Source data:
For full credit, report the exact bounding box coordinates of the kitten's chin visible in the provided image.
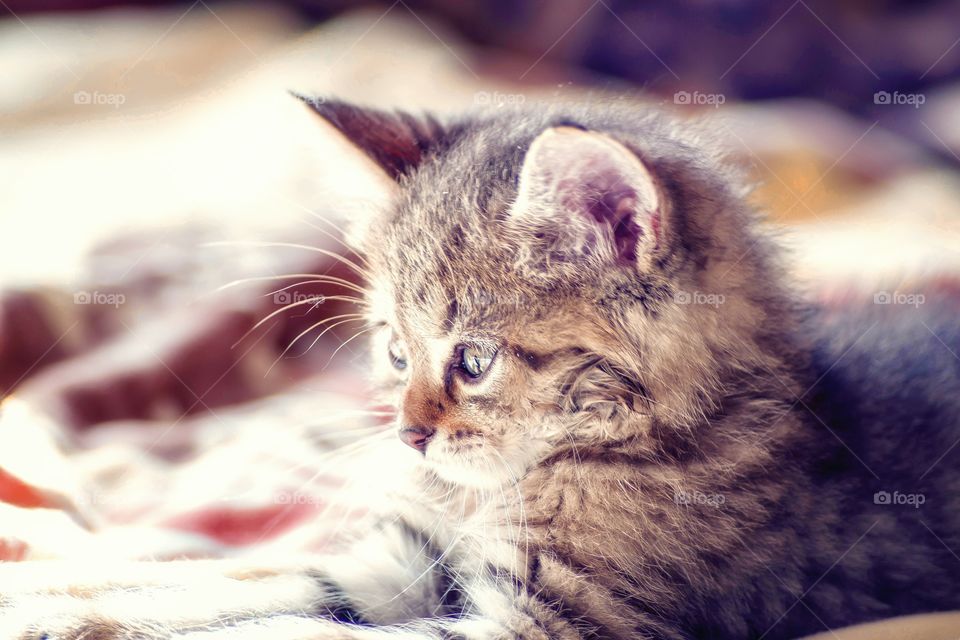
[426,458,512,489]
[423,441,546,489]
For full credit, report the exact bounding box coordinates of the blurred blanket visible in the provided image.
[2,6,960,639]
[0,224,389,561]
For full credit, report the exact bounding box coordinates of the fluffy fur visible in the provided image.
[2,100,958,640]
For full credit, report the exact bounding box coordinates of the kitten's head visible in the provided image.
[305,98,796,488]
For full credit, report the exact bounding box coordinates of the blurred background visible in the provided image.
[1,0,960,563]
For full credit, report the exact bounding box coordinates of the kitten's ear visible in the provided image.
[294,94,444,181]
[507,126,664,269]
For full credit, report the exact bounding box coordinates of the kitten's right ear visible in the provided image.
[294,94,444,181]
[506,126,665,272]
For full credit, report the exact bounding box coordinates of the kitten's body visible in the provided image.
[1,102,958,640]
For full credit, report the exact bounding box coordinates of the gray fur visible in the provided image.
[350,100,960,639]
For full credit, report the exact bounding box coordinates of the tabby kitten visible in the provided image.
[2,99,959,640]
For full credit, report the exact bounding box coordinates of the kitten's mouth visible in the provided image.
[427,430,487,461]
[414,431,495,486]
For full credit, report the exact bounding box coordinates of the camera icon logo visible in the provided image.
[873,491,891,505]
[300,95,325,109]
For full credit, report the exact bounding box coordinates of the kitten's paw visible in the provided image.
[0,598,152,640]
[20,618,125,640]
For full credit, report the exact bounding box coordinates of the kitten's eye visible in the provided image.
[460,345,496,379]
[388,335,408,371]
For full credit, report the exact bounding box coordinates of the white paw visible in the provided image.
[1,598,129,640]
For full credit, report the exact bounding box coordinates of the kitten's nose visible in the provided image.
[399,425,435,454]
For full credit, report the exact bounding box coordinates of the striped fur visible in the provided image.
[2,100,960,639]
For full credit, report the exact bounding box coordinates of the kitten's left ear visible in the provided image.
[507,126,664,270]
[294,94,445,181]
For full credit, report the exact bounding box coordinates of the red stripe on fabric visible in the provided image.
[0,467,53,509]
[162,500,322,547]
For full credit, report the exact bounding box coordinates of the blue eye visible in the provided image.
[461,345,495,378]
[388,335,407,370]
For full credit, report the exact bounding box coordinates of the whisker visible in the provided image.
[203,241,370,280]
[298,218,371,268]
[231,295,367,349]
[281,312,365,357]
[300,317,368,359]
[267,279,368,298]
[287,429,396,488]
[218,273,368,297]
[290,416,394,431]
[323,325,377,368]
[264,316,366,377]
[282,199,371,267]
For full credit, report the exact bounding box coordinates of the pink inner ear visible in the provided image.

→ **Work order**: Your answer is an exact copy of the records above, stripped of pictures.

→ **Output**:
For full credit, report the exact bounding box coordinates of the kitten's chin visible in the provided image.
[426,458,512,489]
[423,441,546,489]
For full credit, report the exact bounding box coordinates of the blurred blanket visible in the provided image.
[2,6,960,639]
[0,224,389,561]
For full credit, report the exact bounding box coordinates of the fluffy fur visible in the provided image.
[2,100,958,640]
For full credit, report the exact bounding box coordinates of the kitten's head visible in the provided image.
[305,98,796,488]
For full credit, report the exact bounding box coordinates of the blurred background visible in the provided image.
[1,0,960,563]
For full credit, report the exact bounding box coordinates of the kitten's ear visible in the provided image.
[294,94,444,181]
[507,126,664,269]
For full credit, report the exact bounding box coordinates of the kitten's right ear visible in the provided image.
[294,94,444,181]
[506,126,665,272]
For full credit, report the exact bounding box coordinates of the kitten's body visible in the provided image.
[1,102,958,640]
For full credit, report the exact bounding box coordinates of the gray fur visible in the provided image.
[350,100,960,639]
For full credit, report the exact bounding box coordinates of the tabby kitten visible in the provided image.
[2,99,959,640]
For full credit, report the exact bounding box coordinates of the kitten's mouth visible in the provided image.
[427,430,487,461]
[414,431,495,486]
For full credit, report the exact bounding box coordinates of the camera icon logo visible in the provided image.
[873,491,891,505]
[300,95,325,109]
For full credit, report the exact bounding box coordinates of the kitten's paw visible in the provided image.
[0,598,152,640]
[20,618,125,640]
For full credit, report the exact bounding box coordinates of the kitten's eye visible in the provided image.
[460,345,496,379]
[388,335,408,371]
For full credit, report the exact bounding box coordinates of the white paw visible in the provided image.
[1,598,129,640]
For full credit, report the exact bounding box coordinates of the kitten's nose visible in the provided image.
[399,425,435,454]
For full credit, report the exact bounding box coordinates of the striped fur visible in the provided image.
[2,100,960,639]
For full credit, report the exact bounding box coordinates of the kitten's left ear visible in the provided image.
[507,126,664,270]
[294,94,445,181]
For full credit, report the exact bounding box coordinates of the red stripe on fabric visible in the provided image.
[0,467,53,509]
[162,500,322,547]
For full credit, report the exact bounding box coordinates of the blue eye visible in the provided image.
[461,345,495,378]
[388,335,407,370]
For full credit, report the exact bounding box coordinates of the whisker visible in the provided image.
[203,241,370,280]
[298,218,371,268]
[231,295,367,349]
[281,312,365,357]
[300,317,368,359]
[267,279,368,298]
[287,429,396,488]
[218,273,368,297]
[290,416,394,431]
[323,325,377,368]
[264,316,366,377]
[282,199,371,267]
For full credit, report the exact bounding box coordinates of the pink inner ear visible in the provided image.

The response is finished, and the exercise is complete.